─── ENTRIES SHOWN

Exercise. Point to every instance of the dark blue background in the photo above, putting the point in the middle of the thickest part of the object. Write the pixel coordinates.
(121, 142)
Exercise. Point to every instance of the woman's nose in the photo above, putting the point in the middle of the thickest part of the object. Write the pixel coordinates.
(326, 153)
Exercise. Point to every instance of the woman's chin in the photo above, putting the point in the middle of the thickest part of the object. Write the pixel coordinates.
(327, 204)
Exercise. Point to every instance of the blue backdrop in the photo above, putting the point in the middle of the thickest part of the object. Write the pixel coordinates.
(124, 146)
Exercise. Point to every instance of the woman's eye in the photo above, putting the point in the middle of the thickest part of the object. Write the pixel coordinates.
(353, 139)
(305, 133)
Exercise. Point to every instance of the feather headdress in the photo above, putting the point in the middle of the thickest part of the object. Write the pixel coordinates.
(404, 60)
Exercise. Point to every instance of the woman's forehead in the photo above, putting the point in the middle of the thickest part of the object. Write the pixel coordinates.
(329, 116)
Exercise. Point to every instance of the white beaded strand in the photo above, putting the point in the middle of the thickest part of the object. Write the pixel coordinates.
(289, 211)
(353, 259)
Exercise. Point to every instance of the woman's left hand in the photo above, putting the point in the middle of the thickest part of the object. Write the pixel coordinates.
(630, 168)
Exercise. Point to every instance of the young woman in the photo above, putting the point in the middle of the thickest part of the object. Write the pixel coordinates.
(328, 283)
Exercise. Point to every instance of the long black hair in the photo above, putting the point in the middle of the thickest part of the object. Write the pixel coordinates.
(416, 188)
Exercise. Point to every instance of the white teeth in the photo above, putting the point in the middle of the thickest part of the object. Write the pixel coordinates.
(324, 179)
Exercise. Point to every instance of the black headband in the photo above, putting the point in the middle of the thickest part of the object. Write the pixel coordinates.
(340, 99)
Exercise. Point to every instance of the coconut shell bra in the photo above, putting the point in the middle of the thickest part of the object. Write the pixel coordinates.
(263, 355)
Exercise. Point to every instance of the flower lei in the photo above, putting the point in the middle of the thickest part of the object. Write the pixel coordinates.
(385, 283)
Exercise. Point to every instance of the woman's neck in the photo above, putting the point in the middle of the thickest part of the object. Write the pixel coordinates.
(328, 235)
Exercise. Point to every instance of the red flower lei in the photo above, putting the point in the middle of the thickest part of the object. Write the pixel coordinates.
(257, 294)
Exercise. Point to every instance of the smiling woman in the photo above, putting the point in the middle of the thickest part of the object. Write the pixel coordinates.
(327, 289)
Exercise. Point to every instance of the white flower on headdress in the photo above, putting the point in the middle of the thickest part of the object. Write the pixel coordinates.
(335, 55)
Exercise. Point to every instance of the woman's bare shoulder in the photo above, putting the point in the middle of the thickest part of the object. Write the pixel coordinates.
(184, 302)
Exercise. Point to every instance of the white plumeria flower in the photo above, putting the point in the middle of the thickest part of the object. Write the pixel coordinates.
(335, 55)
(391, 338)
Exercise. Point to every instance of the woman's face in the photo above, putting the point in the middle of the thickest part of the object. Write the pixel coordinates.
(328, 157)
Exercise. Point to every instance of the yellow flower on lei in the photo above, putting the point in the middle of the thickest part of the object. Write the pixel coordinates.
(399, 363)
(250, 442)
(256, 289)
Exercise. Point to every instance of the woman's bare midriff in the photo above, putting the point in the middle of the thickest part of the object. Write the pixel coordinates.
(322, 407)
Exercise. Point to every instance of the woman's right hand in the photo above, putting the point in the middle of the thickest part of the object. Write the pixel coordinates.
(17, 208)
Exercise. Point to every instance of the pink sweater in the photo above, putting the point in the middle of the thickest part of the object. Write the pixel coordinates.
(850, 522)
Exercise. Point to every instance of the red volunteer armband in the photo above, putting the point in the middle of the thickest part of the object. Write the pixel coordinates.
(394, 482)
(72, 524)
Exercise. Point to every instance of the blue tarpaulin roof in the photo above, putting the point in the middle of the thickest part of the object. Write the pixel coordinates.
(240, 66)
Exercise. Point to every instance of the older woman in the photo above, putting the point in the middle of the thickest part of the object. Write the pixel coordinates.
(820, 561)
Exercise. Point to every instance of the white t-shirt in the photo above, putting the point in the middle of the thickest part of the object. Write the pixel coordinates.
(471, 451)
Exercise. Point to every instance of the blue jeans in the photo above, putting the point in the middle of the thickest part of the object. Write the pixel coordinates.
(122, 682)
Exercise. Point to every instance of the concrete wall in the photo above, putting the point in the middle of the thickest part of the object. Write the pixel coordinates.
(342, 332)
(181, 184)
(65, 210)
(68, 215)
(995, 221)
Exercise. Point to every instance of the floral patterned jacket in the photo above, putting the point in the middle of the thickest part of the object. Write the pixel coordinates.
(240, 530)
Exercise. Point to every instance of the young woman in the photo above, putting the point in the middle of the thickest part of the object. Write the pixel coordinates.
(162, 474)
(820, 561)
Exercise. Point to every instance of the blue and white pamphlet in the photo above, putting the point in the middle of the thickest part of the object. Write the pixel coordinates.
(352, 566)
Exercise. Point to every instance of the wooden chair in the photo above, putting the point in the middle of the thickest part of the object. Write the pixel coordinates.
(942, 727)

──────

## YOUR TASK
Retype the material in full, character for character.

## EXERCISE RESULT
Exercise. Point to every instance of the dark blue background in the photo above, putting the point in the middle of the thickest part of the object. Write the pixel coordinates.
(121, 142)
Exercise. Point to every instance of the woman's nose in the photo above, putting the point in the middle of the thickest part of the object. Write the pixel coordinates.
(326, 153)
Exercise. Point to every instance of the woman's chin in the photo above, putting the point in the middle of the thickest part of the object. Write the pixel coordinates.
(327, 204)
Exercise. Point to every instance of the blue backdrop in the photo above, putting the point in the middle of the thickest part of the object. Write the pixel coordinates.
(124, 146)
Exercise. Point to every instance of the woman's eye in the photo above, putting the point in the middle of the thickest part of the object. Write the pixel coordinates.
(353, 139)
(305, 133)
Exercise. Point to every instance of the feather headdress in the photo above, putting the point in the middle of the thickest part of the object. Write the pixel coordinates.
(404, 60)
Exercise. Point to every instance of the woman's forehead in the photo above, putting the point in the middle of the thickest part of the object. Write the pixel coordinates.
(329, 116)
Exercise. Point to every instance of the white beaded strand in the photo above, putting the point in the middle of the thickest part of the object. Write the pixel coordinates.
(289, 211)
(353, 259)
Exercise. Point to every instance of the woman's left hand in the photo above, putting the point in the middle of the thickest part of the object. Write the pixel coordinates.
(630, 168)
Exercise. Point to every instance of the young woman in the photo above, putting the point in the middle of the thickest part of the object. Write the pixel coordinates.
(328, 283)
Exercise. Point to every instance of the long black hair in the photo above, putting the point in the middle of the thickest part of the object. Write the pixel coordinates.
(416, 188)
Exercise. Point to every instance of the white teeth in the photo above, putting the point in the middle of the thickest part of the object. Write the pixel coordinates.
(324, 179)
Exercise. Point to every instance of the black headband in the photo above, putting the point in the middle of the thickest part of the object. Write the pixel coordinates.
(340, 99)
Exercise. Point to every instance of the coconut shell bra in the photo above, putting the point in the middle of the thickest part of the object. Write the pixel coordinates.
(263, 355)
Exercise. Point to every instance of the flower lei in the photo above, putting the point in the middle of the thickest part of the object. Write the pixel coordinates.
(385, 283)
Exercise. Point to every instance of the woman's neck in the photo above, putting the point in the middle of the thickest part of the object. Write the pixel coordinates.
(328, 235)
Exercise. Point to every instance of the red flower lei in the photo above, putting the point in the middle of the thickest part of the object. Write the pixel coordinates.
(257, 294)
Exercise. Point to every instance of the smiling woman in the photo above, putting the point in the middle of the thickest part of the object. Write the pixel coordinates.
(327, 289)
Exercise. Point to every instance of the white flower on headdress in the photo above, putting the point in the middle of the thickest part of the object. Write the pixel coordinates.
(335, 55)
Exercise. Point to every instance of the woman's bare shoulder in the photo above, putting the point in the middle of the thickest part of the object. Write the pixel coordinates.
(184, 302)
Exercise. Point to every instance of the white plumeria flower in the photo above, putting the point in the middle of the thickest part of the object. Write the pixel coordinates.
(335, 55)
(391, 338)
Exercise. Point to every instance of the woman's face in the photo above, putting the point in the middle of the thickest part of the object. Write the pixel coordinates.
(328, 157)
Exercise. Point to every instance of the yellow flower on lei in the photo above, putting the point in the middle of the thickest part of the object. Write the pixel coordinates.
(399, 363)
(250, 442)
(256, 289)
Exercise. Point to every instance of the woman's bare midriff in the photo above, putting the point in the middle of the thickest part of the object. Write the pixel coordinates.
(322, 407)
Exercise. Point to every instance of the woman's right hand in the photo above, putting the point in the middle of the thickest part of the object. Write the pixel coordinates.
(17, 208)
Exercise. Point to every instance of the pink sweater in the photo above, putting the point in the middle of the thickest part of the object. Write the pixel coordinates.
(850, 522)
Exercise. Point to every instance of the red volunteer armband in the photo above, putting the point in the middle of the thickest part of the object. Write the pixel coordinates.
(394, 482)
(72, 524)
Exercise. Point to every instance of the blue tarpaulin roof in the photo above, putting the point in the middle of the thickest part of the object. Write the pixel coordinates.
(240, 66)
Exercise. Point to every instance of the older woman in the photo above, putting the point in the middle of the thickest part of the object. Write the pixel coordinates.
(820, 561)
Exercise. Point to every instance of the white t-shirt in the photo above, putting the point in the middle of the thickest part of the object. Write the pixel coordinates.
(471, 451)
Exercise. Point to every instance of the blue jeans in the photo above, putting the point in the middle of the thickest part of the object. Write the pixel coordinates.
(122, 682)
Exercise. Point to every instance of the concrete wall in the photo above, putting the point in the middle of the thickest part of the object. Write the pixel coordinates.
(342, 332)
(181, 184)
(65, 210)
(68, 215)
(995, 221)
Exercise. Point to every instance of the floral patterned jacket in the photo above, putting the point in the middle of the thickest part of the object. Write the pixel coordinates.
(240, 530)
Exercise. Point to every instance of the young woman in the photo above, putting the point in the middle of the thickest part of the object. Write the pixel coordinates.
(162, 474)
(820, 561)
Exercise. Point to every instance of the blue and white pamphlet in the photo above, putting the point in the middle of the thickest part of the object. Write the pixel coordinates.
(352, 566)
Exercise. Point to every instance of the wooden chair in the photo above, putting the point in the middle of the thickest part of the object. Write the pixel coordinates.
(942, 727)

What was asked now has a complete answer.